* begin Supplied material *
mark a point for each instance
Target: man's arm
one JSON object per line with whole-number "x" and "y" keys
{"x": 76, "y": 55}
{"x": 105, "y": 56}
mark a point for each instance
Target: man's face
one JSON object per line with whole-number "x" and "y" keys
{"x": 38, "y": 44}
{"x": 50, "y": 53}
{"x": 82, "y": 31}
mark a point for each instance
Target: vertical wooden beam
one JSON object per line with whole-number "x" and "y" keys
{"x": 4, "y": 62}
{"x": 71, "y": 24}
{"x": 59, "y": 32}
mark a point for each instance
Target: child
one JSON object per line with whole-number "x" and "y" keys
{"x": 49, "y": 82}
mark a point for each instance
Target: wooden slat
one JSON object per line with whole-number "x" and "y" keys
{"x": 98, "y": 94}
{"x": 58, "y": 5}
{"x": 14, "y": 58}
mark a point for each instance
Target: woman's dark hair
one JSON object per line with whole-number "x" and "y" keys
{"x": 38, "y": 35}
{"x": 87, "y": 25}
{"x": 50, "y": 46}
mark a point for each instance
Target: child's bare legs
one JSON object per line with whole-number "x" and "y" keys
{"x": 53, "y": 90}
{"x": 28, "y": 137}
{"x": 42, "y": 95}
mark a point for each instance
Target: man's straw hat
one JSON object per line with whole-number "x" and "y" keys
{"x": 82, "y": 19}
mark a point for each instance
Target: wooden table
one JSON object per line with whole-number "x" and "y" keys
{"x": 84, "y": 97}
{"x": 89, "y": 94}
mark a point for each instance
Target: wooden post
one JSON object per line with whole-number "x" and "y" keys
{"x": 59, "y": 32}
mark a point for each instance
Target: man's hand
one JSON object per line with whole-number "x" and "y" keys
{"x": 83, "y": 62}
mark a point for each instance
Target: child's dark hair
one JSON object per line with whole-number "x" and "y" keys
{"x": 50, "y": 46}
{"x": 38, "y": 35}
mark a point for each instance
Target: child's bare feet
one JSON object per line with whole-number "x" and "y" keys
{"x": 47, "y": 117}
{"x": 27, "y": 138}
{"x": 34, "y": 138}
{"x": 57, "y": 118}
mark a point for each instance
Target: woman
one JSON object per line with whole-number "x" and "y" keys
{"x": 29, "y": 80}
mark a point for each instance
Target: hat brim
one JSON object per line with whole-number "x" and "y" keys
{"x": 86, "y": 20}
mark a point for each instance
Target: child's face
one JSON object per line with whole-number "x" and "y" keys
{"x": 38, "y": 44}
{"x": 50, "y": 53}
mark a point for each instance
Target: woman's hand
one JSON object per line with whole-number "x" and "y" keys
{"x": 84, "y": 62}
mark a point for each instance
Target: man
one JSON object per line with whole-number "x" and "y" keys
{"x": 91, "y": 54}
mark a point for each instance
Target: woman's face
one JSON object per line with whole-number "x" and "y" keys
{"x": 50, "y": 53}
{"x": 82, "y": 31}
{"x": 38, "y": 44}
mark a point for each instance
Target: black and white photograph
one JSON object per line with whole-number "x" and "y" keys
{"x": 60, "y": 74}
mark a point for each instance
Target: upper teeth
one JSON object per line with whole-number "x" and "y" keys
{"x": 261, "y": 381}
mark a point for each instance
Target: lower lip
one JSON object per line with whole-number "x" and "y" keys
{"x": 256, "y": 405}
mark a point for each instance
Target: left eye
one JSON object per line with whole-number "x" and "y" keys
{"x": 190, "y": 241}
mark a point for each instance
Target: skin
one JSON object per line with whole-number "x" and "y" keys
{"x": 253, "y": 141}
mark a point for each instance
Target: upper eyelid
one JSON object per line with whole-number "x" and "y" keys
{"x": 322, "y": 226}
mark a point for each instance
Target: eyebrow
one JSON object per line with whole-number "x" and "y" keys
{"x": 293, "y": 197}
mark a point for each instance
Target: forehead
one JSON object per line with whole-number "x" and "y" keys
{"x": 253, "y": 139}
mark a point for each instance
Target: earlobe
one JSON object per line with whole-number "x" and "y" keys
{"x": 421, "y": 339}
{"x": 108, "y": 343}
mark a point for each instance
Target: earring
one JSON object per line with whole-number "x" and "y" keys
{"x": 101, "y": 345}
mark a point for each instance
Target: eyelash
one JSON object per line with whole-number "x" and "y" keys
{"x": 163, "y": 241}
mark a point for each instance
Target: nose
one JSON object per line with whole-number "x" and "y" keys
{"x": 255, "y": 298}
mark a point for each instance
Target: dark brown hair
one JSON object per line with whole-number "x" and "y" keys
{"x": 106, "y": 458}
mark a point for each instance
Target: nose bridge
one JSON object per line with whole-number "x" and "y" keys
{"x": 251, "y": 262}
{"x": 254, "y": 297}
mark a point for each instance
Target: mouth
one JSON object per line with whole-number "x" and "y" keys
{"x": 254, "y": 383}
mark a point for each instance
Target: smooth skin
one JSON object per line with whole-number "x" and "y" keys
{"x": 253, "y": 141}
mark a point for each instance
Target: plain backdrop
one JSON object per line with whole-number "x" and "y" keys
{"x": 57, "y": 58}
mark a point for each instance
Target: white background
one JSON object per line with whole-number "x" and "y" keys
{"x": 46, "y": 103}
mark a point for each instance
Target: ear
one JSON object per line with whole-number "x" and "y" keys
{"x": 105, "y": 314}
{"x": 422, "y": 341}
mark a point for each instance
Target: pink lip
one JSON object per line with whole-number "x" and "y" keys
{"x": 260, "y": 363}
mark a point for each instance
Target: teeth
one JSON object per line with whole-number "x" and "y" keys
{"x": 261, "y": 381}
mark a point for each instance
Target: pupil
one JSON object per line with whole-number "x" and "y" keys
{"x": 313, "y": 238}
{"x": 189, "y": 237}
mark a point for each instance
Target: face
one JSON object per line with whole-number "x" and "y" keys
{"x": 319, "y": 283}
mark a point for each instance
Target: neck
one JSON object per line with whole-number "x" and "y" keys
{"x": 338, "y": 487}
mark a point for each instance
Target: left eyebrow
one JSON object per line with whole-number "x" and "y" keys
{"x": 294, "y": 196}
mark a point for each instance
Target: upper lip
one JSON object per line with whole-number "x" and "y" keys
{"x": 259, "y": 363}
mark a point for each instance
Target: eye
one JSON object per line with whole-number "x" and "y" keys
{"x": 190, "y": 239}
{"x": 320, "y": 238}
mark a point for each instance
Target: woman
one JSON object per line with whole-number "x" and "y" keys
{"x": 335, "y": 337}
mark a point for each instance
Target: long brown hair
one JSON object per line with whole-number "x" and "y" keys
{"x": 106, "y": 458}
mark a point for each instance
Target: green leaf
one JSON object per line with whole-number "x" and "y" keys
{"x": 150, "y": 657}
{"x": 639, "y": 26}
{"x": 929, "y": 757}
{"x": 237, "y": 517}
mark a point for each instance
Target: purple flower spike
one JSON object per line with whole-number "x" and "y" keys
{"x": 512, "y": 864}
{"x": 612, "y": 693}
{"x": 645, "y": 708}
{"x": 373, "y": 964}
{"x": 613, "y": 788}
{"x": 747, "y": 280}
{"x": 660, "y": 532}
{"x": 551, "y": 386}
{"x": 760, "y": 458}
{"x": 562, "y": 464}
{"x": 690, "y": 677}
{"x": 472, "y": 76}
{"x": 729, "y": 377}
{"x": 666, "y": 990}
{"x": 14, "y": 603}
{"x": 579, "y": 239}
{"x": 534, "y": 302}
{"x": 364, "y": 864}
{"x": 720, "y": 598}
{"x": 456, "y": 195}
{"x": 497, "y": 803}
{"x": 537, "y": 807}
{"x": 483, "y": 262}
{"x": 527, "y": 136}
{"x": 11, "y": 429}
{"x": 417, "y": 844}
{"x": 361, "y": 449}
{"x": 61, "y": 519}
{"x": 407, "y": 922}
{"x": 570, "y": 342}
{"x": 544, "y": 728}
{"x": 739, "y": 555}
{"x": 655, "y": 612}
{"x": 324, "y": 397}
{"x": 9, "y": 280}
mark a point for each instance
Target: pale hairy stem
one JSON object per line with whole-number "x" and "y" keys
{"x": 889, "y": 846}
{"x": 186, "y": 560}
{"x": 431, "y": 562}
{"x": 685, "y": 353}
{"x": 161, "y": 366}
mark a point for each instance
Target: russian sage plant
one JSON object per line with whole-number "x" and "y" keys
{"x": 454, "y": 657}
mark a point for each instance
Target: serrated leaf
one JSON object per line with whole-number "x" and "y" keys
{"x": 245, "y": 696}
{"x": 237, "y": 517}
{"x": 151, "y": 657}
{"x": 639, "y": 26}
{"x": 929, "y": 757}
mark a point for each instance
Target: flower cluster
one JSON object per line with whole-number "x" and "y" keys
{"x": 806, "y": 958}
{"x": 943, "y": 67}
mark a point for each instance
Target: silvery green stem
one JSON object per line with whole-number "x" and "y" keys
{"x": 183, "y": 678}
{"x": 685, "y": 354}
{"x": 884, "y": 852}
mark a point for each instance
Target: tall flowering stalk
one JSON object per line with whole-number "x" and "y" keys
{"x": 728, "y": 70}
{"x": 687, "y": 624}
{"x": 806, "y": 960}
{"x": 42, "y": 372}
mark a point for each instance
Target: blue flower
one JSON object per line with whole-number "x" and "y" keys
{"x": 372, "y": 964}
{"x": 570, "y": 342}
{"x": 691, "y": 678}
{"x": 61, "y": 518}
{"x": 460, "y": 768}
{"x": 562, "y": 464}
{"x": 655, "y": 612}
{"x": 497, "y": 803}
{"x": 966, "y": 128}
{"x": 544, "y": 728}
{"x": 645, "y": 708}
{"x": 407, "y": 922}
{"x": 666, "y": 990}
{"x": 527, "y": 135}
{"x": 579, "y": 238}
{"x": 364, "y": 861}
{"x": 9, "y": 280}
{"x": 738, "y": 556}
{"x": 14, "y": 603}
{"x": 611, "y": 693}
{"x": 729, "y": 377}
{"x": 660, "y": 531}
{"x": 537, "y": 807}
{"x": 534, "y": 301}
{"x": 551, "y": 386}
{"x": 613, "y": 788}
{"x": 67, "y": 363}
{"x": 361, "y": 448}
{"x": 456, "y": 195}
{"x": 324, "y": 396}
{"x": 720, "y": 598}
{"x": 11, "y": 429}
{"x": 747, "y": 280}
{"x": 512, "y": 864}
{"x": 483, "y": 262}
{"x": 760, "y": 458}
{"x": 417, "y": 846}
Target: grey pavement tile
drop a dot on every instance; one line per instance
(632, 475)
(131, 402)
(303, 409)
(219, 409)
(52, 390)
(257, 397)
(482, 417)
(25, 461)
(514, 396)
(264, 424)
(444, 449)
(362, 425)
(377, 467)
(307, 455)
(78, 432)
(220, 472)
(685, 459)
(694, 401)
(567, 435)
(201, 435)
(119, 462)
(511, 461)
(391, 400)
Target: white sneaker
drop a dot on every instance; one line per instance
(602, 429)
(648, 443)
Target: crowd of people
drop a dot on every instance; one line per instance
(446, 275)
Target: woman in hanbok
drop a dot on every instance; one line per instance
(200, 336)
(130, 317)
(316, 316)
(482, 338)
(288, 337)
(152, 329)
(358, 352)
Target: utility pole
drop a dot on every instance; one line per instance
* end Supplied material *
What you will do: Quote exactly and only the lines from the one holding "Target: grey pavement tile" through the end of the data.

Task output:
Target: grey pavement tile
drop a dot on every instance; one line per instance
(632, 475)
(131, 402)
(303, 409)
(219, 409)
(52, 390)
(257, 397)
(482, 417)
(25, 461)
(514, 396)
(264, 424)
(444, 449)
(362, 425)
(377, 467)
(307, 455)
(78, 432)
(220, 472)
(685, 459)
(694, 401)
(567, 435)
(201, 435)
(119, 462)
(511, 461)
(391, 400)
Target: white sneaker
drop a dot on every instance; one line per instance
(602, 429)
(648, 443)
Target: crowd of people
drop a dot on every instance; one line per instance
(446, 275)
Target: woman in hanbok
drop a dot on every instance; one line per instance
(200, 336)
(130, 317)
(316, 316)
(482, 338)
(288, 337)
(152, 329)
(358, 352)
Target: utility pole
drop a dot on every instance; one line per instance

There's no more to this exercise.